Légalité vs légitimité : la loi à pile ou face ?

Publié le 3 Oct, 2018

 

La loi peut-elle tout justifier ? Alors que le gouvernement s’apprête à déposer auprès du Parlement une nouvelle version de la loi de bioéthique, Pascal Jacob, philosophe, propose une réflexion autour de la légalité et de la légitimité de la loi pour aider à prendre la mesure des enjeux à venir.

 

L’histoire nous propose bien des exemples de lois dont nous reconnaissons aujourd’hui l’injustice et le caractère illégitime. Qu’il suffise de citer le « Code Noir » ou autres textes juridiques élaboré par des régimes totalitaires. Nous savons donc par expérience qu’il ne suffit pas que des lois soient légales pour qu’elles soient légitimes.

 

Cependant nous serions bien en peine de rendre compte de cette expérience : suffit-il d’être indigné par une loi pour être fondé la dire illégitime et donc à s’y soustraire ? A l’évidence la réponse est négative, car l’indignation est subjective et peut fonctionner dans tous les sens.

 

Encore faut-il se demander si cette indignation elle-même est objectivement fondée, et reprendre donc la question de plus loin : y a-t-il une raison de la loi au-delà de la volonté du législateur ?

 

La loi, un acte de la raison et non pas seulement de la volonté

 

C’est qu’en effet la loi est souvent d’abord vécue comme un acte de la volonté, que ce soit celle du prince ou celle du peuple. Elle met en question mon autonomie dès lors que je ne suis ni le prince, ni le peuple.

 

Mais si la loi n’était qu’un acte de la volonté, rien ne nous préserverait qu’elle ne soit qu’un caprice arbitraire. C’est, il faut bien le reconnaître, un travers que rend possible une certaine conception de la souveraineté populaire : en effet, en considérant la volonté populaire comme souveraine, on s’empêche de penser une limite à cette volonté. Benjamin Constant observe judicieusement que les révolutionnaires ont déplacé le pouvoir, depuis le roi jusqu’au peuple, mais qu’ils ont négligé de le limiter. Funeste erreur qui nous arrache à la tyrannie d’un seul sur tous pour nous livrer à la tyrannie de tous sur chacun.

▶ _DONNÉES ENREGISTRÉES_:
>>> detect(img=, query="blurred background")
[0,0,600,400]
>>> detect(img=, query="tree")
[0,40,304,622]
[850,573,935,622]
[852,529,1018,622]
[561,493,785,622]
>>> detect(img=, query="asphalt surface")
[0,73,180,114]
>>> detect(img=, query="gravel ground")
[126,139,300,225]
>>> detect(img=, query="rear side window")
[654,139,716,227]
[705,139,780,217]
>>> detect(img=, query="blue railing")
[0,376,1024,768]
...
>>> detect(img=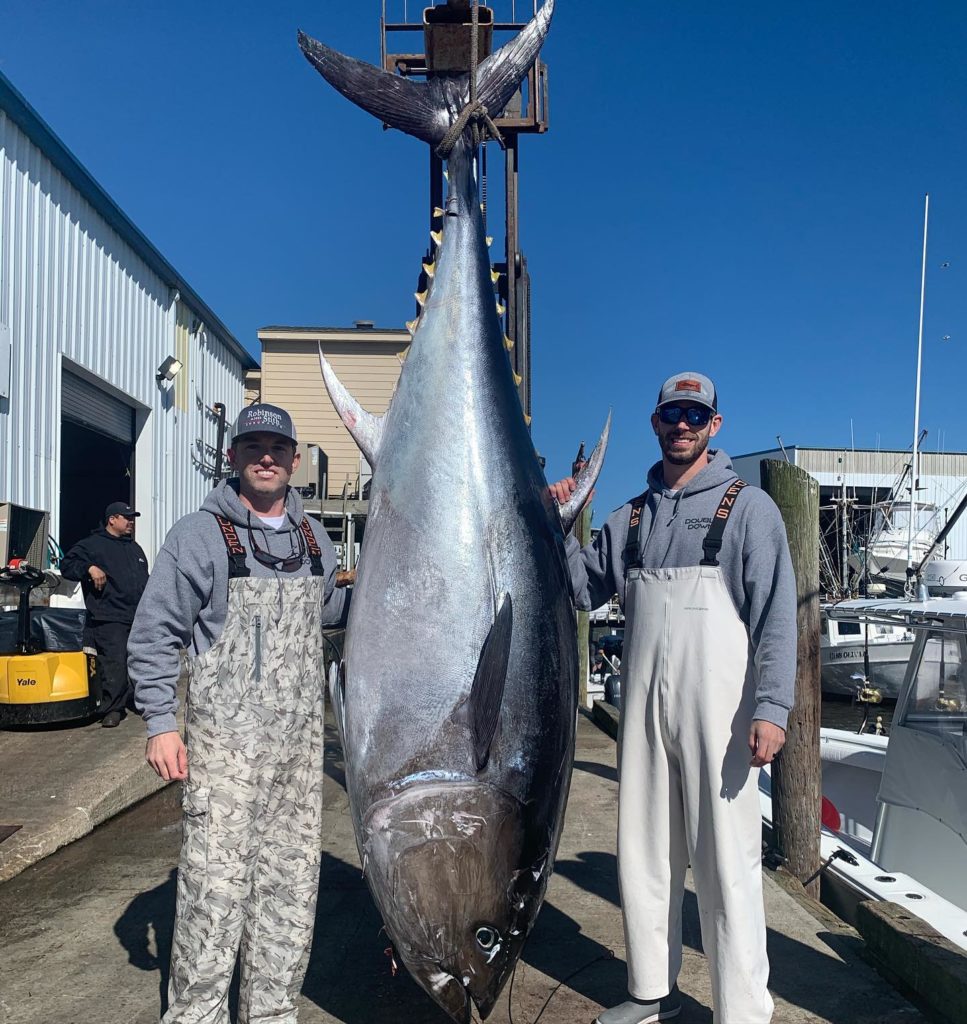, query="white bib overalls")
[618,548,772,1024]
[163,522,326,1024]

▶ _CONSIGNE_:
Recopiez à l'identique le passage de l'article ci-dessus sur la légalité et la légitimité de la loi, de « Légalité vs légitimité » à « qu’elles soient légitimes. ».

▶ _EXERCICE RÉALISÉ_:
Légalité vs légitimité : la loi à pile ou face ?

Publié le 3 Oct, 2018

 

La loi peut-elle tout justifier ? Alors que le gouvernement s’apprête à déposer auprès du Parlement une nouvelle version de la loi de bioéthique, Pascal Jacob, philosophe, propose une réflexion autour de la légalité et de la légitimité de la loi pour aider à prendre la mesure des enjeux à venir.

 

L’histoire nous propose bien des exemples de lois dont nous reconnaissons aujourd’hui l’injustice et le caractère illégitime. Qu’il suffise de citer le « Code Noir » ou autres textes juridiques élaboré par des régimes totalitaires. Nous savons donc par expérience qu’il ne suffit pas que des lois soient légales pour qu’elles soient légitimes.